EXTRACTED MATERIAL ::
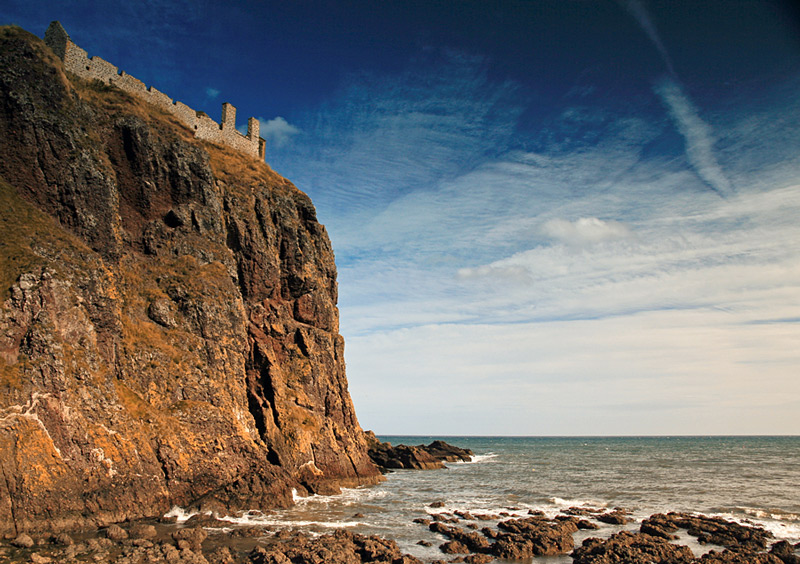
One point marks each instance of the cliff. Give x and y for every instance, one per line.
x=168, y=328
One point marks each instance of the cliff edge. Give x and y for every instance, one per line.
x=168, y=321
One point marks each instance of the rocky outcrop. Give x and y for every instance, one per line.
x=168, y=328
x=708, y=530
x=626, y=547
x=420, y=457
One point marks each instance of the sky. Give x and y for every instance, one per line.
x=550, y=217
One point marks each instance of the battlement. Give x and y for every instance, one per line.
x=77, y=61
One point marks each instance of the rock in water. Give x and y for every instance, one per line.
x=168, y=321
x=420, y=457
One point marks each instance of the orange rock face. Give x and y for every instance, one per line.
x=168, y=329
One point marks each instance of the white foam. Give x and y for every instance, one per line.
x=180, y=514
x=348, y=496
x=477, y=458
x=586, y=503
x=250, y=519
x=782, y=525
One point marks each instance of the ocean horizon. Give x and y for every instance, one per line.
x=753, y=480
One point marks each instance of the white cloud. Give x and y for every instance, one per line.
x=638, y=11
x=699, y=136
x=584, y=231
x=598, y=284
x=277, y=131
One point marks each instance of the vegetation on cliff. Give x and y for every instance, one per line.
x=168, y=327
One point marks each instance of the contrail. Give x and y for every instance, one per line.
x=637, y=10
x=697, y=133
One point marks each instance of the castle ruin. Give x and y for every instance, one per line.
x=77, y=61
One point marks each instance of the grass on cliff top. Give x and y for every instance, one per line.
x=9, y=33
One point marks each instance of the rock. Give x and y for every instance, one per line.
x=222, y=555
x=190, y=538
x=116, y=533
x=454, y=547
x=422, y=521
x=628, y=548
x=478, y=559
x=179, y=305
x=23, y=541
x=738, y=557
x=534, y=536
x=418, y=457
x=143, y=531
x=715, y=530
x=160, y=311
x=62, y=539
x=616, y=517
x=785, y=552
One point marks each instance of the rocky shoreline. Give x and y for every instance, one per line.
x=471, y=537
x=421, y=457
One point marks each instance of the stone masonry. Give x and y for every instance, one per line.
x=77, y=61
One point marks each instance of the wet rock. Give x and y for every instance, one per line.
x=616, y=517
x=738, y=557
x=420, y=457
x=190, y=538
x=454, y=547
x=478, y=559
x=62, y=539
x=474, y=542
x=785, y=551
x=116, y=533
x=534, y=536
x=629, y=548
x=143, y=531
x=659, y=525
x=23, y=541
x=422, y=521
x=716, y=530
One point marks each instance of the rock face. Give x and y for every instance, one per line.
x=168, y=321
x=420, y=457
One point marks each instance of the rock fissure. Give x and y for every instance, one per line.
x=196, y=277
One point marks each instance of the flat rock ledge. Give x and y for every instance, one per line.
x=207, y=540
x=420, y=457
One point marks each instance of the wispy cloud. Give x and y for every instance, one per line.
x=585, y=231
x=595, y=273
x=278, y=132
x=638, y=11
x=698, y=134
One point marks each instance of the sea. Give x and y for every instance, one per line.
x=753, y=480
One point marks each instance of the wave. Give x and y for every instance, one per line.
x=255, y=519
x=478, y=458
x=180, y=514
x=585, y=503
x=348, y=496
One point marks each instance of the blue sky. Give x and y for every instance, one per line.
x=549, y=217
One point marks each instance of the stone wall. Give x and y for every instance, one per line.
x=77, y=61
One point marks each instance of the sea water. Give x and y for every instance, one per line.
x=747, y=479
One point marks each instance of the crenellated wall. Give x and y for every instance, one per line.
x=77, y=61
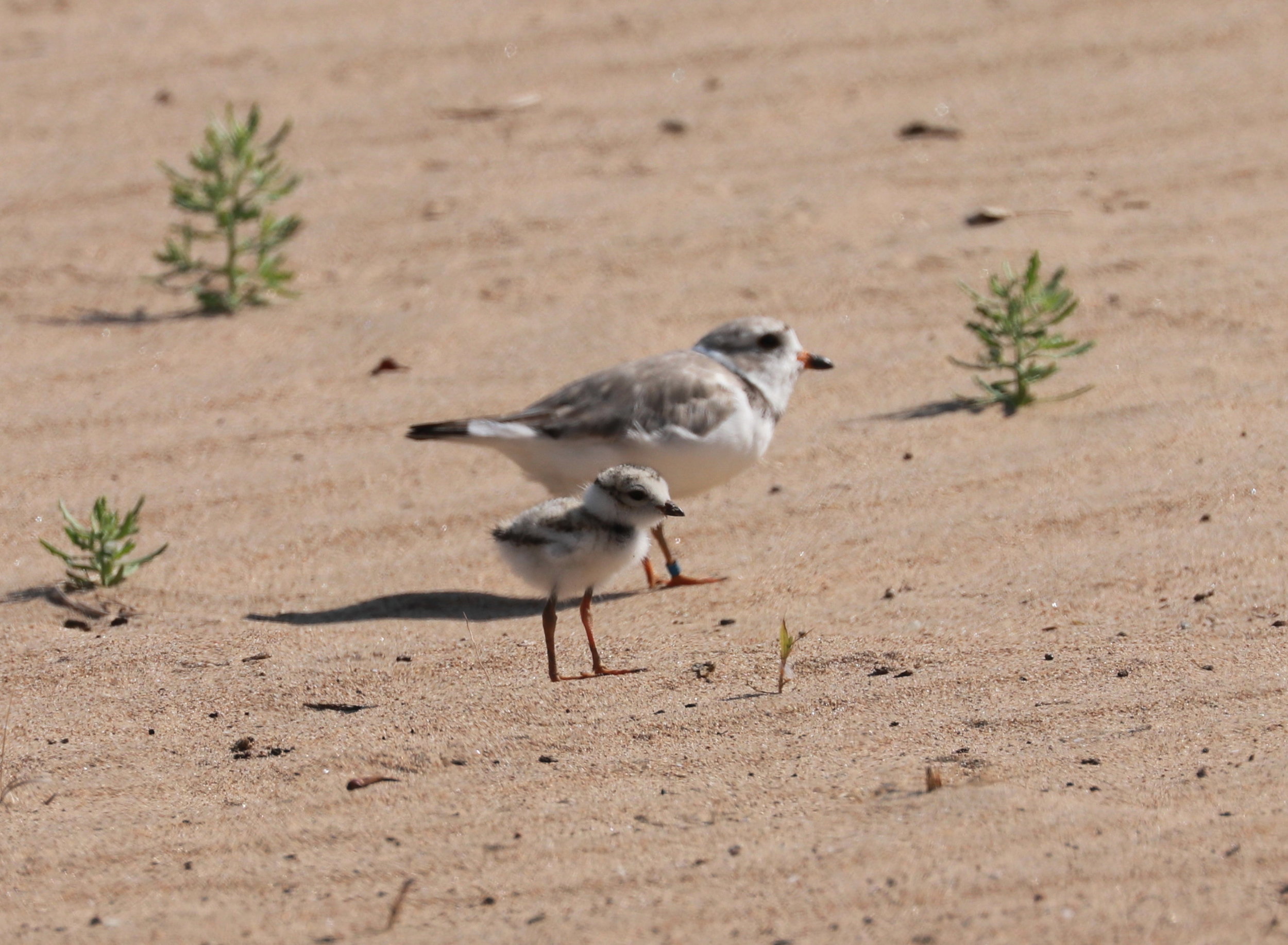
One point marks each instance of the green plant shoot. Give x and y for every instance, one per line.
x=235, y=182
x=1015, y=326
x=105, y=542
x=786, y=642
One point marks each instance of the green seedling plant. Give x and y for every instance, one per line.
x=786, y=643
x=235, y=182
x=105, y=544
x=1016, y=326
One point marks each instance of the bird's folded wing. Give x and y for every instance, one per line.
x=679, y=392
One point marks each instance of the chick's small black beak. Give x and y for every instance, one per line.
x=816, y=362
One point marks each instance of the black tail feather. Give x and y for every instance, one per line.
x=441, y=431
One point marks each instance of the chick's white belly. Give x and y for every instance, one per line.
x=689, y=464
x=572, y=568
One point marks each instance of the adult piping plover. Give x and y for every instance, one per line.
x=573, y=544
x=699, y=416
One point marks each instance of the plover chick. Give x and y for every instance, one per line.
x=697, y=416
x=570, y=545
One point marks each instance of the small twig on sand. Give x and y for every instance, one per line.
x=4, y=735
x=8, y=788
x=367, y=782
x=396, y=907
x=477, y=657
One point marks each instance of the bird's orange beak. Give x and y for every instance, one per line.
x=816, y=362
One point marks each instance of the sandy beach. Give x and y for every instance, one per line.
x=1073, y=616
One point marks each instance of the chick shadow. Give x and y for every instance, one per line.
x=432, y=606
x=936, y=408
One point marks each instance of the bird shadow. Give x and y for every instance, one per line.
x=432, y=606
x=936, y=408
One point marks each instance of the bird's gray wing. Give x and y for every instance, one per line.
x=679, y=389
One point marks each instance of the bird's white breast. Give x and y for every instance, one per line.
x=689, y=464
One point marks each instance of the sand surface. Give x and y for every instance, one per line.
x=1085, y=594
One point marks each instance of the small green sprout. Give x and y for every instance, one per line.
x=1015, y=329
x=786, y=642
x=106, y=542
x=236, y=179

PROBLEM TO SOLVE :: Copy, with no alteration, the line that contains "One point marks each instance of the sand surface." and each remaining line of the listing above.

WRITTEN SOLUTION ::
One point marks each instance of the sand surface. Give x and y for every instance, one per line.
x=1085, y=594
One point marks each instance of the small green sprout. Give x and y for every instance, one per line.
x=1015, y=329
x=786, y=642
x=106, y=542
x=236, y=179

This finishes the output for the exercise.